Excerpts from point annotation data
··········

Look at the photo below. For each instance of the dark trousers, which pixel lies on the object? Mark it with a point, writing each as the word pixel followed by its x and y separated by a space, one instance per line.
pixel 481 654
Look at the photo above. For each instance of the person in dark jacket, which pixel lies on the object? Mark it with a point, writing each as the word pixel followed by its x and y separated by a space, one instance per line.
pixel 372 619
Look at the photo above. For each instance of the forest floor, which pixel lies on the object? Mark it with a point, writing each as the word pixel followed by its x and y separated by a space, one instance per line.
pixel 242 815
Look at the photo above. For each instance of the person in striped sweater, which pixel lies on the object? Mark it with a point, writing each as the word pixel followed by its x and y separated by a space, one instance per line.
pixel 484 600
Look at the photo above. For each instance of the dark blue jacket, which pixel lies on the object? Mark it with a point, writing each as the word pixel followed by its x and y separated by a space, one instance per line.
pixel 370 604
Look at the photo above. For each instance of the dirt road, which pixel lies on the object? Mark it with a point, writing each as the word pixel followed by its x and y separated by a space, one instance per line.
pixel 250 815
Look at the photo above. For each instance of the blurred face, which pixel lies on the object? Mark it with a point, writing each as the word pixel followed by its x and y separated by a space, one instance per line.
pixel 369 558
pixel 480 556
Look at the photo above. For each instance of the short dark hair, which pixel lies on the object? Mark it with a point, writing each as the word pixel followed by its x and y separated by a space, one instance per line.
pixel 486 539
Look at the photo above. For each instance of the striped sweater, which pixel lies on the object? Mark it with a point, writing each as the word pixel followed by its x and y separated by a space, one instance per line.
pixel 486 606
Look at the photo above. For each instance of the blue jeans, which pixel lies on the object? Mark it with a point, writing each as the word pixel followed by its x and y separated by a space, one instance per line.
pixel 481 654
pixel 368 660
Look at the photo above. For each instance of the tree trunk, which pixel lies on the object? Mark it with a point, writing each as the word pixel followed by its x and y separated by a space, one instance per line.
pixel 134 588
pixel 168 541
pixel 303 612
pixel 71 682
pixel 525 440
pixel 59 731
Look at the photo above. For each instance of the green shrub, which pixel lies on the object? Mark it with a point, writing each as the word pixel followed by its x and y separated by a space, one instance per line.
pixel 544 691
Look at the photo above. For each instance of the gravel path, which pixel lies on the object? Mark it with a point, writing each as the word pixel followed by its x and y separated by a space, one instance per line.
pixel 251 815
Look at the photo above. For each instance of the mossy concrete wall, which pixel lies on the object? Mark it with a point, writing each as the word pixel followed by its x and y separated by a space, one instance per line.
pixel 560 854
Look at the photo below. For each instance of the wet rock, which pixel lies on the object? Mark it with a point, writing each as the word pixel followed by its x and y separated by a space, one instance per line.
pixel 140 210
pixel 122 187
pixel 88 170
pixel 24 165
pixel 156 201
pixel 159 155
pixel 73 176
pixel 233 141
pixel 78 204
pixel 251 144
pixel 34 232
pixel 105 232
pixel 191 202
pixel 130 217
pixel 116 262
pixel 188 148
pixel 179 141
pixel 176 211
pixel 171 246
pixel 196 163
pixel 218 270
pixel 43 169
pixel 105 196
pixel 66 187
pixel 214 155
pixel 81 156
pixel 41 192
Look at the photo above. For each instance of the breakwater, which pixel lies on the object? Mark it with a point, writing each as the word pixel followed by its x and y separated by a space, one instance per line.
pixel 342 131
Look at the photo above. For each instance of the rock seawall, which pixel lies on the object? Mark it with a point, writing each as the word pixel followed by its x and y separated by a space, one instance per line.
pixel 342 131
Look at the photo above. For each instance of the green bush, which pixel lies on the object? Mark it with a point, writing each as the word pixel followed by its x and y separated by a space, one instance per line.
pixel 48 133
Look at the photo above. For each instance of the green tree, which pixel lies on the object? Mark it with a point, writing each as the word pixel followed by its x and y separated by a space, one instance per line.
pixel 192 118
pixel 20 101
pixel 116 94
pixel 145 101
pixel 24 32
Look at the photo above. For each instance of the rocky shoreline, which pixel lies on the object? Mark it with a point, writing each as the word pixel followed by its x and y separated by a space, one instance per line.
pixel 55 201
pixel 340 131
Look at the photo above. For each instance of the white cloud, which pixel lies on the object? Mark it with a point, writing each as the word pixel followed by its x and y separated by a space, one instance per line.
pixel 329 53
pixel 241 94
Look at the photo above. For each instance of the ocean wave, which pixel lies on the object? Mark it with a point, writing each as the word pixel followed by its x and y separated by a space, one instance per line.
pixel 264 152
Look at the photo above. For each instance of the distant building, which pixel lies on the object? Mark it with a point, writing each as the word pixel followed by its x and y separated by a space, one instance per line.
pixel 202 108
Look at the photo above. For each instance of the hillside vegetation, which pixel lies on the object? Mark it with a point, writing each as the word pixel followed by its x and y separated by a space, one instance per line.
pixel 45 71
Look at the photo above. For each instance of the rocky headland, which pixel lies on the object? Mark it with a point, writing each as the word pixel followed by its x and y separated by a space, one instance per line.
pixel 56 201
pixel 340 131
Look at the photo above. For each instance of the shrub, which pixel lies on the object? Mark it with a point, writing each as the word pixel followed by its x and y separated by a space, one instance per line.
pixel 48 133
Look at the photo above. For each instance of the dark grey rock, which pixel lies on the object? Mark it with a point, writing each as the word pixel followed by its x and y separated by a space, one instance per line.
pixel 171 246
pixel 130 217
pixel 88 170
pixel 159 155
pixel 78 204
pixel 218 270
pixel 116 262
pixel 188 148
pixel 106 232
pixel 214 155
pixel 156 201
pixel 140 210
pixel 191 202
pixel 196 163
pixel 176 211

··········

[Task instructions]: Return all of the data above unchanged, line for line.

[Solution below]:
Look at the photo below. For each instance of the dark trousers, which pixel lies on the object? Mark it with a point, writing each as the word pixel followed by its x and y separated by a space, one instance per line.
pixel 481 654
Look at the photo above. For each instance of the person in dark jacket, which pixel lies on the object? Mark it with a point, writing each as the word pixel followed by its x and y separated by a space, one instance per line.
pixel 372 619
Look at the photo above. For each instance of the forest floor, which pixel lies on the object? Mark it with a point, writing each as the word pixel followed by its x and y separated by a space, one instance per line.
pixel 242 815
Look at the photo above. For each instance of the person in striped sweater, which pixel lies on the object? Mark it with a point, writing each as the word pixel followed by its x and y separated by a space, one instance per line.
pixel 484 600
Look at the photo above. For each instance of the dark blue jacket, which pixel lies on the object? Mark it with a point, writing each as the word pixel followed by its x and y separated by a space, one instance per line.
pixel 370 604
Look at the photo above. For each instance of the dirt road, which pixel lies on the object? Mark it with a point, writing each as the word pixel followed by its x and y separated by a space, one instance per line.
pixel 250 815
Look at the photo above. For each instance of the blurred face, which pixel lies on the object? Mark it with a point, writing each as the word pixel followed by its x and y separated by a space, one instance per line.
pixel 369 558
pixel 480 556
Look at the photo above. For each instance of the short dark hair, which pixel lies on the object? Mark it with a point, writing each as the word pixel followed by its x and y separated by a space, one instance per line.
pixel 486 539
Look at the photo above. For each instance of the striped sweater, which pixel lies on the object? Mark it with a point, writing each as the word pixel followed by its x and y separated by a space, one instance per line.
pixel 486 606
Look at the photo above. For each instance of the blue jeans, which pixel lies on the object? Mark it with a point, writing each as the word pixel followed by its x and y separated by a space, one instance per line.
pixel 481 654
pixel 368 660
Look at the photo above. For each instance of the tree trunk, which pixel lies on the object? Mark it with a point, writing each as the word pixel followed by its x and y separated by a space, one instance per line.
pixel 134 588
pixel 168 541
pixel 303 612
pixel 71 682
pixel 525 440
pixel 59 731
Look at the photo above. For each instance of the green shrub, which pixel lies on the object? Mark it with a point, writing each as the word pixel followed by its x and y separated by a space, one instance per line.
pixel 544 691
Look at the photo above. For each instance of the gravel path, which pixel lies on the object? Mark it with a point, writing each as the word pixel followed by its x and y separated by a space, one instance per line.
pixel 251 815
Look at the photo above. For each instance of the mossy concrete wall, which pixel lies on the object? Mark it with a point, writing each as the word pixel followed by its x and y separated by a space, one instance per line.
pixel 560 854
Look at the photo below. For each instance of the wet rock, which pixel lies on the object? Mark it with a point, writing each as the word pixel followed by its x and y separated by a space, one instance per line.
pixel 140 210
pixel 122 187
pixel 88 170
pixel 24 165
pixel 156 201
pixel 159 155
pixel 73 176
pixel 233 141
pixel 78 204
pixel 251 144
pixel 34 232
pixel 105 232
pixel 191 202
pixel 130 217
pixel 116 262
pixel 188 148
pixel 179 141
pixel 176 211
pixel 171 246
pixel 196 163
pixel 218 270
pixel 43 169
pixel 105 196
pixel 66 187
pixel 214 155
pixel 81 156
pixel 41 192
Look at the photo above. For each instance of the breakwater, which pixel lies on the object? Mark it with a point, writing each as the word pixel followed by its x and y separated by a space, one instance per line.
pixel 342 131
Look at the photo above. For each instance of the rock seawall, which pixel lies on the object? Mark it with a point, writing each as the word pixel followed by its x and y separated by a space, one instance per line.
pixel 342 131
Look at the photo above. For each instance of the green bush, which pixel lies on the object? Mark it with a point, writing each as the word pixel followed by its x and y separated by a space, one instance per line.
pixel 48 133
Look at the photo above. For each instance of the green tree, which pixel lies on the object? Mark it with a point, writing each as the word pixel followed by its x and y separated by a space, one instance per line.
pixel 192 118
pixel 20 101
pixel 116 94
pixel 145 101
pixel 24 32
Look at the photo above. For each instance of the rocky shoreline, which pixel lies on the object? Mark it with a point, writing each as the word pixel followed by its x and y separated by a space, one instance per line.
pixel 55 201
pixel 340 131
Look at the photo above. For each instance of the white cloud, which pixel lies on the object? Mark it with a point, writing each as the word pixel followed by its x and y separated by a space, one instance per line.
pixel 329 53
pixel 241 94
Look at the photo above. For each instance of the ocean wave, which pixel lies on the object? Mark it with a point, writing each as the word pixel followed by its x and y separated by a space, one instance per line.
pixel 264 152
Look at the photo above. For each instance of the distant building, which pixel lies on the object? Mark it with a point, writing each as the word pixel followed by its x and y separated by a space, one instance per line.
pixel 202 108
Look at the photo above. For each instance of the hillside vegetation, which pixel lies on the object? Mark it with a point, writing each as the word pixel followed by its x and y separated by a space, one instance per line.
pixel 45 71
Look at the photo above. For each instance of the rocky headland, which pixel lies on the object? Mark it with a point, writing each as the word pixel followed by its x and y separated by a space, one instance per line.
pixel 56 201
pixel 340 131
Look at the photo above. For each instance of the shrub, which pixel lies on the object? Mark it with a point, writing each as the word pixel followed by its x and y separated by a space, one instance per line.
pixel 48 133
Look at the photo above. For each instance of the dark grey rock, which pixel lies on the object? Mark it with a point, writing each as the word pixel followed by its x and y separated by a space, one instance per line.
pixel 171 246
pixel 130 217
pixel 88 170
pixel 159 155
pixel 78 204
pixel 218 270
pixel 116 262
pixel 188 148
pixel 106 232
pixel 214 155
pixel 156 201
pixel 140 210
pixel 191 202
pixel 196 163
pixel 176 211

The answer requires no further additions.